**WHAT YOU WILL DO**
Lines that include the string "positive" are the ones to copy from the entries below.

**Stored records**
◇ ◇ ◇ ◇ ◇ ◇ ◇
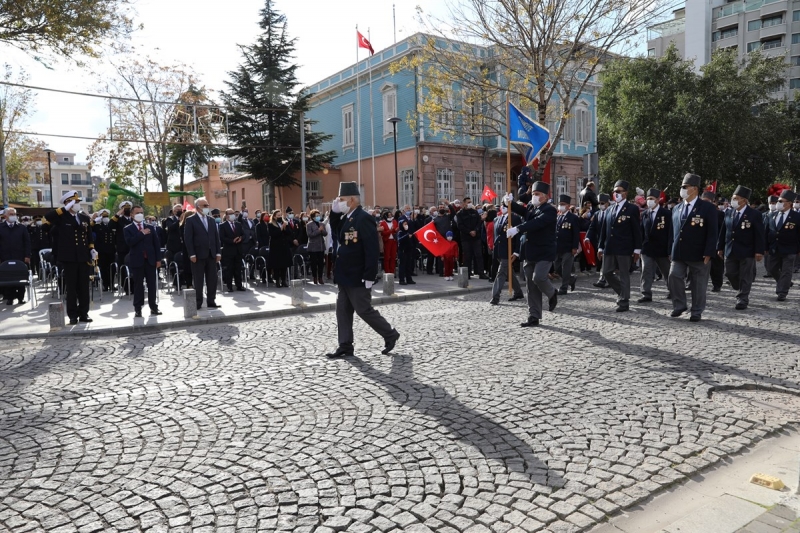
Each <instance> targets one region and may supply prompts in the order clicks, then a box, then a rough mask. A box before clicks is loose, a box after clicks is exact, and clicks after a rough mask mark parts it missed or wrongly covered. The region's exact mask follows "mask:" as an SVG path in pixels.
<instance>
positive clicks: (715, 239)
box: [672, 198, 719, 262]
mask: <svg viewBox="0 0 800 533" xmlns="http://www.w3.org/2000/svg"><path fill="white" fill-rule="evenodd" d="M685 204H686V202H685V201H684V202H681V203H679V204H678V205H676V206H675V209H673V210H672V232H673V238H672V260H673V261H684V262H699V261H703V258H704V257H706V256H708V257H713V256H714V254H715V253H716V251H717V239H718V237H719V228H718V227H717V213H718V212H719V210H718V209H717V207H716V206H715V205H714V204H712V203H709V202H706V201H704V200H701V199H700V198H696V199H695V202H694V207H692V209H691V210H690V211H689V214H688V216H687V217H686V220H684V221H681V214H682V213H683V208H684V205H685Z"/></svg>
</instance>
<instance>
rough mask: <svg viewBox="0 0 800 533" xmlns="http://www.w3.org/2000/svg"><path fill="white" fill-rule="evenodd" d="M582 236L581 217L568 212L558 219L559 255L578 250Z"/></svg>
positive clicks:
◇ ◇ ◇ ◇ ◇ ◇ ◇
**TASK RESPONSE**
positive clicks: (715, 239)
positive clicks:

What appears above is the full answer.